Your objective
Output the material below verbatim, line for line, leaving out the pictures.

━━━━━ Excerpted records

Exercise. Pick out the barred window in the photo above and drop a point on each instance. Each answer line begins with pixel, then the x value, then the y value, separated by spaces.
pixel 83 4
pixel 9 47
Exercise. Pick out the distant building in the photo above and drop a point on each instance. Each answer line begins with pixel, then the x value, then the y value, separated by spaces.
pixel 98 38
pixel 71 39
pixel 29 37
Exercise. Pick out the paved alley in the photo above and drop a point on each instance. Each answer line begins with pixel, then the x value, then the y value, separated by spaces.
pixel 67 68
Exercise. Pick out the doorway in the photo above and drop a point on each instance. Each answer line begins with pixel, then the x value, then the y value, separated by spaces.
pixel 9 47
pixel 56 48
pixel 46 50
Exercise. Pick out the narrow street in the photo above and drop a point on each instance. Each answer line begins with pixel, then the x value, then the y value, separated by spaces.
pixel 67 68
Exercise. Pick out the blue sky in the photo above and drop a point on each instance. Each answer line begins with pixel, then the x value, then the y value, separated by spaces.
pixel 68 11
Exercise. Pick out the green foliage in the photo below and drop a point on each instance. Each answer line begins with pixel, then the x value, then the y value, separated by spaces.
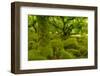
pixel 71 43
pixel 57 37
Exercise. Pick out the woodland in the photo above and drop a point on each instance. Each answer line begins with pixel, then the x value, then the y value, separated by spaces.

━━━━━━━━━━

Result
Exercise. Pick out the barred window in the photo above and drop a point on each instance. Each answer line begins with pixel, then the x value, then the y value, separated by spaces.
pixel 83 4
pixel 9 47
Exercise. Pick out the distant building in the photo above and drop a point on each instance. Each answer line begins with pixel, then the x value, then the y value, separated by spaces.
pixel 98 38
pixel 71 39
pixel 29 37
Exercise. Pick out the paved alley in the photo above and drop a point on each instance. Each answer line begins with pixel, then the x value, then the y value, separated by spaces.
pixel 67 68
Exercise. Pick out the doorway in the photo above and drop a point on each instance. Each answer line begins with pixel, then the x value, then the y value, separated by spaces.
pixel 9 47
pixel 56 48
pixel 46 50
Exercise. Pick out the narrow street in the photo above and drop a point on each instance. Each answer line begins with pixel, then the x value, then the y value, separated by spaces.
pixel 67 68
Exercise. Pick out the blue sky in the photo above and drop a point on each instance. Each answer line begins with pixel, then the x value, then the y value, separated by spaces.
pixel 68 11
Exercise. Pick out the green foliage in the photo below and drop a point on each instance. Each answer line begins with pixel, then the x value, then the y value, separated by spaces.
pixel 71 43
pixel 57 37
Exercise. Pick out the woodland in the photo above and drop a point on each instance. Each answer line begins with pixel, then the x value, then the y value, separated by spaces.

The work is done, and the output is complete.